### Directions
**1.** According to the essay on fitting in with Norwegian women, where did the writer first "meet" Beth Johnson?
**2.** Reproduce the essay word for word from "In keeping with" up to and including "is your place.".

### Article
<<<<

We all know them, the “IT” girls. Usually, in North America
anyway, they are named Ashley or Shawna, or maybe Shannon, depending on how old
you are and who happened to be in your class the year you started noticing
them, and henceforth started feeling like crap about yourself. You might even
BE Ashley, Shawna or Shannon, and if that’s the case, you’ll probably want to
stop reading right now cause you won’t get a word of what I am about to say. You
most likely have a golf game, hair appointment or meeting with the partners to
get to, anyway.
In my case her name
was Beth Johnson, and despite our shared moniker, I can assure you we had very
little else in common. I first “met” her at tennis camp, which should tell you
about all you need to know. She was cute and blonde and ponytailed and sporty
and consistently clad in the newest Ralph Lauren attire. In short, all the
things the 12 year old me desperately wanted to be, and maybe my parents hoped
I would become by sending me to said tennis camp. But since my mother insisted
that dying my hair at that age would make me look like a “mini-hooker” I was
stuck with polyester polo shirts from a place called Bargain Harald’s, mousy,
permed brown hair and the tennis skills of a visually impaired sloth. No chance
the likes of Beth Johnson were talking to me.
Since that day, I have been consistently aware of these
women around me. I have tried to emulate them in Rome (disastrous sweater tying
incident), London, (unfortunate high heel/cobblestone street episode) and the
French Riviera (ridiculous nude beach fiasco, don’t ask). So far I have failed
miserably at becoming these bastions of feminine style, grace and
sophistication. For many years, about the best I could hope for was not to have
them point at my Asda/Walmart jeans, scream and have me forcibly removed from
their sight by their football playing boyfriend, Chad. Eventually I accepted
the sad fact that I was never going to be one of those women who could master
the perfect ponytail. Comfort would never be on my side, I was going to have to
make an effort. And it was probably going to hurt.
So it has been since
my mid-twenties; pulling it together, but never quite achieving that effortless
clean beauty that Beth Johnson seemed to take for granted, and that these
European women continued to taunt me with. Lucky for me then that I moved to
Norway, where I have been met by an entire nation of Beth Johnsons. Better break out the hair dye and the preppy
handbook, I thought when I moved here, here
we go again.
In keeping with this eternal quest for self-improvement, I
began checking out the Norwegian women. No, not in THAT way. In a kinda sad, 40
–something trying to fit in kinda way. I am now pleased to share with you the
results of my findings.
1)
Many Norwegian women have a natural elegance.
Maybe this comes from generally being a pretty tall race. Maybe I just have to
say that or they will kick my a**. Being 5’8 ish myself, it is rare I feel
“dainty”, except once in Fiji. That was a good week. Anyway, tall girls, this
is your place.
2)
They are seriously sporty. I am often at the gym
or outside for run, but these women are ALWAYS outside doing something athletic.

>>>>

[Dataset records]
<<<<

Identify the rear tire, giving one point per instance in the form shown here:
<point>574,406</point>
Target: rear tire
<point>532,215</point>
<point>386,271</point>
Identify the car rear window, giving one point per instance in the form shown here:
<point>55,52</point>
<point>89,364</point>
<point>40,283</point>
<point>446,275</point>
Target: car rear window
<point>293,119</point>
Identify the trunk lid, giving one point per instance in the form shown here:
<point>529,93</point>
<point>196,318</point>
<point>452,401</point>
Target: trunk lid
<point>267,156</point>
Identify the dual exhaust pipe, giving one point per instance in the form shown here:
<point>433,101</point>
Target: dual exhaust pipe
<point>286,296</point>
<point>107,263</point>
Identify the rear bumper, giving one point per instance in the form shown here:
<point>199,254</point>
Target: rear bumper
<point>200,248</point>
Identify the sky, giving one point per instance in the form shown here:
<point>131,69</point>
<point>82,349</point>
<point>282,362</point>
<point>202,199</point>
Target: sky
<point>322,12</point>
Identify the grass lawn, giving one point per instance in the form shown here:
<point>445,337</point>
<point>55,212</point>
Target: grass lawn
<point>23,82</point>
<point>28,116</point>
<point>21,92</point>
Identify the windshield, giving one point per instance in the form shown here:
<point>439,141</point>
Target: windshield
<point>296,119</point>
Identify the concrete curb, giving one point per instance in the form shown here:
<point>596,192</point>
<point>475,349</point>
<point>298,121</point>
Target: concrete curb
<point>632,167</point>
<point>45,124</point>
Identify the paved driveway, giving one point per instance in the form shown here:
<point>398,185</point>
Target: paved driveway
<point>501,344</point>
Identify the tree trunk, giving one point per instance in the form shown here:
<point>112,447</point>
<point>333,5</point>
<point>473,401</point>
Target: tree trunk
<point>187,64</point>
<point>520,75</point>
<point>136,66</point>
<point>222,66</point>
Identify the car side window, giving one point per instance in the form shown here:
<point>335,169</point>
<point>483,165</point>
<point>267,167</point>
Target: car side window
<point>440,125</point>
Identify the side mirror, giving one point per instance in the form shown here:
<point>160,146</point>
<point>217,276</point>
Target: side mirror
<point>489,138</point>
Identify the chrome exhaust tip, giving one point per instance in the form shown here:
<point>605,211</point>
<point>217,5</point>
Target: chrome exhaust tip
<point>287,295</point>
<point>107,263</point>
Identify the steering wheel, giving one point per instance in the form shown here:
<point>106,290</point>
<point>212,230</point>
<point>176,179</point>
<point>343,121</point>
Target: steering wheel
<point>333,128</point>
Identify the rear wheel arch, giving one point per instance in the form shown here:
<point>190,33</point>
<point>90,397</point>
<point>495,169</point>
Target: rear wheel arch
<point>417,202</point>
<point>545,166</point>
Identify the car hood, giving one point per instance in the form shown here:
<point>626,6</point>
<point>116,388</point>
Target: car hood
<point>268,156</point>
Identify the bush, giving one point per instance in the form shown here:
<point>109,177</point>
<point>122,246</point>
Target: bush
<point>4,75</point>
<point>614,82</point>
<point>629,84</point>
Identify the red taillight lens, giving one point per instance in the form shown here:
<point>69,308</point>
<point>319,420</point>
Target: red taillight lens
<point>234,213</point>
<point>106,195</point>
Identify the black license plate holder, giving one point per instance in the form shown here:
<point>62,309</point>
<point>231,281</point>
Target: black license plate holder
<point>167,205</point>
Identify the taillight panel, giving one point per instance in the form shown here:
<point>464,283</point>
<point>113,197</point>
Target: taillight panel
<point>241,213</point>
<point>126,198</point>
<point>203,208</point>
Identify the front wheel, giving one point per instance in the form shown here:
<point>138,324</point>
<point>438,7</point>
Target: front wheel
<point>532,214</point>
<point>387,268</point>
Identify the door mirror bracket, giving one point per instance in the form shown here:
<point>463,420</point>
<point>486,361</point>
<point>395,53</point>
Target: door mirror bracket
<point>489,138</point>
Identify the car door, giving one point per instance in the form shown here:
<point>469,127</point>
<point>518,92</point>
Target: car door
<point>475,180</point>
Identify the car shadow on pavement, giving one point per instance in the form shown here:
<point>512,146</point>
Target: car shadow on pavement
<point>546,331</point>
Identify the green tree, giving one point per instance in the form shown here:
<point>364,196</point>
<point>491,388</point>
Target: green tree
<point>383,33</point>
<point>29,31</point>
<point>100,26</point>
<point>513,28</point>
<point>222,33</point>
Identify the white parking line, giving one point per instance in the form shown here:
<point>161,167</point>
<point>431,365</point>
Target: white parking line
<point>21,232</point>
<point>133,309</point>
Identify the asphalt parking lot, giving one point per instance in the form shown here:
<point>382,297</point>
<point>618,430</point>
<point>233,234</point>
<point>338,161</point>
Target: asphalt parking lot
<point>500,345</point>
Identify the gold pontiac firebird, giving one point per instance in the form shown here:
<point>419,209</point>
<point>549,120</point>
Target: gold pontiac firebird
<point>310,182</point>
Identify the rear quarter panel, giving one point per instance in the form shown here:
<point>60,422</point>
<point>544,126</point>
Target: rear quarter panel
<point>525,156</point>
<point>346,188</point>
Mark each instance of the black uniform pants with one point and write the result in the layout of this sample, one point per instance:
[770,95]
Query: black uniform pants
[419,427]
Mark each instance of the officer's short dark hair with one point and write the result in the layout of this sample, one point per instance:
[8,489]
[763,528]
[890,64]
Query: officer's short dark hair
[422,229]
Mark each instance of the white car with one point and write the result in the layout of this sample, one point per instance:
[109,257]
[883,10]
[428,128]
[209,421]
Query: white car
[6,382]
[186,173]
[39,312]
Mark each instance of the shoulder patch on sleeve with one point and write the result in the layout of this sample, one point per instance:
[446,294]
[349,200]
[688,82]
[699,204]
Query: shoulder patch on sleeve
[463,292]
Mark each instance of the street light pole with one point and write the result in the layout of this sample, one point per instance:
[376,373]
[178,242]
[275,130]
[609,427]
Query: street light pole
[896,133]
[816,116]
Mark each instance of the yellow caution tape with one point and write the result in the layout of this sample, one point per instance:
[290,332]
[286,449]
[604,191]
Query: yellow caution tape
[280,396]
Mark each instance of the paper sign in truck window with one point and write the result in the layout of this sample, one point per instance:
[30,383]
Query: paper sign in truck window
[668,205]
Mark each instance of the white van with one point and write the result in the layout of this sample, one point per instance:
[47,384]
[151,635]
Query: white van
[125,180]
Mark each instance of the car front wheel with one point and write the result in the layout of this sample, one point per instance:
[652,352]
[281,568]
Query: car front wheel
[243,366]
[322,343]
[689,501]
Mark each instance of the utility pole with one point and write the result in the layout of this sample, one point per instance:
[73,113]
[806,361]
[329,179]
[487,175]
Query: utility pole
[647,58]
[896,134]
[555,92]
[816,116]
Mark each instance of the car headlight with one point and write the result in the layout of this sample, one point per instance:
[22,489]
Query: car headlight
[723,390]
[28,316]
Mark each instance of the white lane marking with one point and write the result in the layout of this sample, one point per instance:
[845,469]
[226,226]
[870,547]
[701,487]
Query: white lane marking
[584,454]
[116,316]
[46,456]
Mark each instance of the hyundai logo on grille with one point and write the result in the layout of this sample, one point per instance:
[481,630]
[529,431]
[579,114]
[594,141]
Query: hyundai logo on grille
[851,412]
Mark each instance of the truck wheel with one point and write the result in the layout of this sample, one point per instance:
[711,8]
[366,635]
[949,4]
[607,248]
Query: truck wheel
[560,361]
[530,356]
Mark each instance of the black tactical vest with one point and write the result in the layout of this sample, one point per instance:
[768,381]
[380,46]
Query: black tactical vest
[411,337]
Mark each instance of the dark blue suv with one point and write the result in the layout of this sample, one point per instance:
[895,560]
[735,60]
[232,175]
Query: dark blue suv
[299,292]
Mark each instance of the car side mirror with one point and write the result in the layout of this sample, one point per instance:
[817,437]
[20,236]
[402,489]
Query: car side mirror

>>>>

### Outputs in order
**1.** At tennis camp.

**2.**
In keeping with this eternal quest for self-improvement, I
began checking out the Norwegian women. No, not in THAT way. In a kinda sad, 40
–something trying to fit in kinda way. I am now pleased to share with you the
results of my findings.
1)
Many Norwegian women have a natural elegance.
Maybe this comes from generally being a pretty tall race. Maybe I just have to
say that or they will kick my a**. Being 5’8 ish myself, it is rare I feel
“dainty”, except once in Fiji. That was a good week. Anyway, tall girls, this
is your place.